Görev gereksinimleri:
Aşağıdaki üç ifadenin Ziya Gökalp hakkındaki metinle uyuşup uyuşmadığını belirleyin. Her ifade için evet ya da hayır yazın ve kararı belirleyen sözcükleri metinden birebir alıntılayın.
1. Ziya Gökalp İstanbul'da doğmuştur.
2. Ziya Gökalp'in asıl ismi Mehmed Ziya'dır.
3. Ziya Gökalp 48 yaşında vefat etmiştir.

Verilen metin:

____

Siyasal, toplumsal ve kültürel açıdan birçok tartışmanın merkezi bir figürü olan Ziya Gökalp, Türk yakın tarihi açısından ayrı bir değer taşımaktadır. Ölümünün üstünden bir asır geçmesine rağmen yaşarken açmış olduğu toplumsal ve kültürel tartışma konuları, hâlâ güncelliğini korumaktadır. Bugün Türk modernleşmesi, çağdaşlaşma ve Batılılaşma tartışmaları içinde Gökalp'e atıf yapmadan yazabilmek pek mümkün değildir.
Prof. Dr. Süleyman Doğan/Yıldız Teknik Üniversitesi Öğretim Üyesi
Asıl ismi Mehmed Ziya olan Ziya Gökalp, Sultan II. Abdülhamid'in tahta çıkışından (31 Ağustos 1876) beş ay önce 23 Mart 1876 yılında memur bir ailenin çocuğu olarak Diyarbakır'da doğdu. 25 Ekim 1924 yılında 48 yaşında İstanbul'da vefat etti.
Osmanlı son dönem aydınları içerisinde hakkında en fazla yazı yazılanlardan biri Ziya Gökalp'tir. Çünkü Ziya Gökalp, genç ömrüne çok şey sığdırmış müstesnâ bir kişiliktir. Edebiyattan sosyolojiye, kültürden medeniyete, estetikten eğitime kadar birçok düşünce alanında sözü olan bir düşünürdür.

____

Kayıtlı veriler:
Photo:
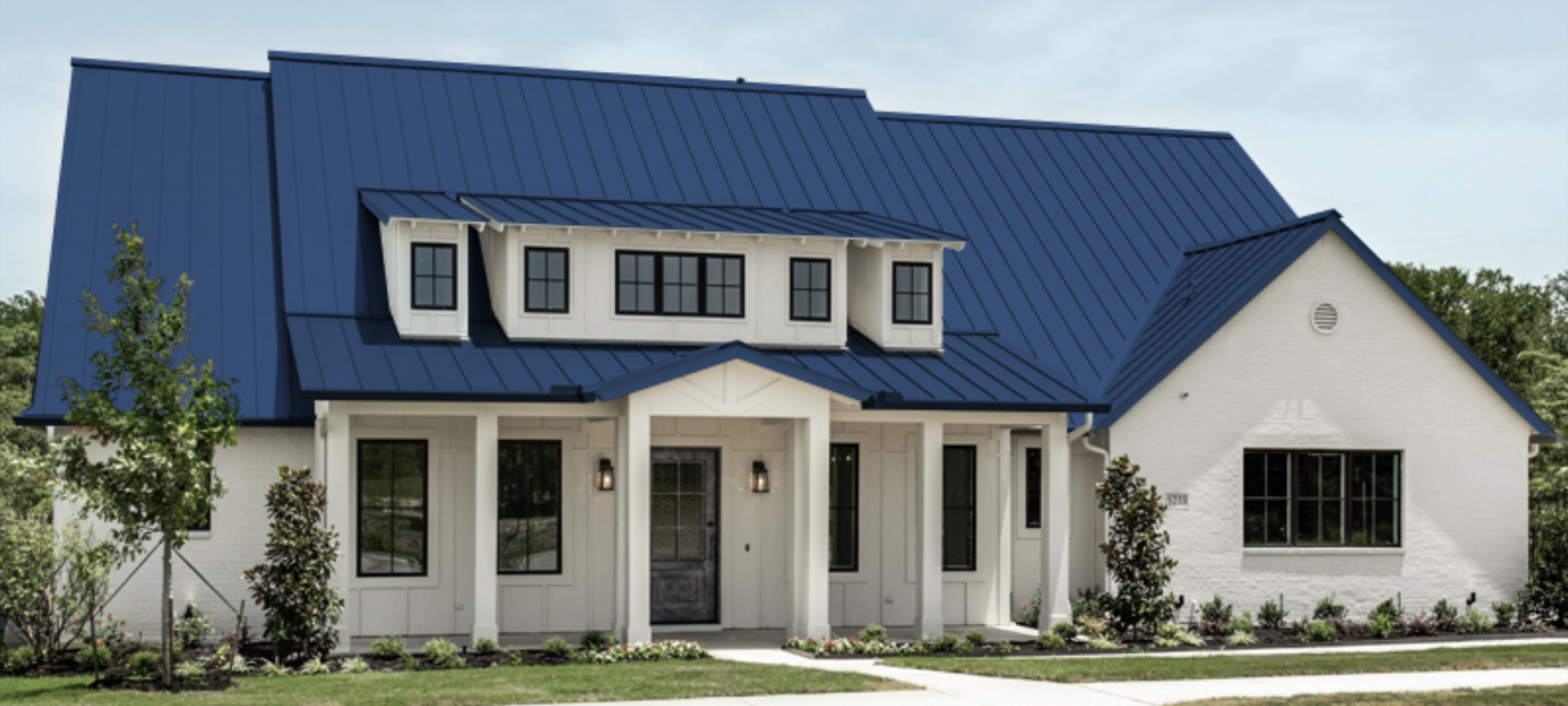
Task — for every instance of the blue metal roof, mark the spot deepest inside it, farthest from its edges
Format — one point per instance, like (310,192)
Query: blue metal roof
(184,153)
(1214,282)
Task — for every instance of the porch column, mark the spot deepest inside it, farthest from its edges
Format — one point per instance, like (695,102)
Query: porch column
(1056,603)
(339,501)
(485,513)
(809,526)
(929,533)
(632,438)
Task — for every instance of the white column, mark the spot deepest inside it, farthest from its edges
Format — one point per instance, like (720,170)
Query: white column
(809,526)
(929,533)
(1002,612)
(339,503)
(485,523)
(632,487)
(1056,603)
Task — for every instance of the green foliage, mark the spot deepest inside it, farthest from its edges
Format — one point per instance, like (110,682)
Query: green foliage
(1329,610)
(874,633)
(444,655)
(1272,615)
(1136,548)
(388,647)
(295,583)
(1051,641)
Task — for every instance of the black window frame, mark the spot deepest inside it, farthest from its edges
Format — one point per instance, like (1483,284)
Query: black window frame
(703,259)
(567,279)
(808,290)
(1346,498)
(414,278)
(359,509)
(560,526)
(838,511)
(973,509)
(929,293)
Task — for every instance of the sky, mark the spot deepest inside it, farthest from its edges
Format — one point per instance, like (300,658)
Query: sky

____

Görevin çözümü:
1. Hayır: "memur bir ailenin çocuğu olarak Diyarbakır'da doğdu"
2. Evet: "Asıl ismi Mehmed Ziya olan Ziya Gökalp"
3. Evet: "25 Ekim 1924 yılında 48 yaşında İstanbul'da vefat etti"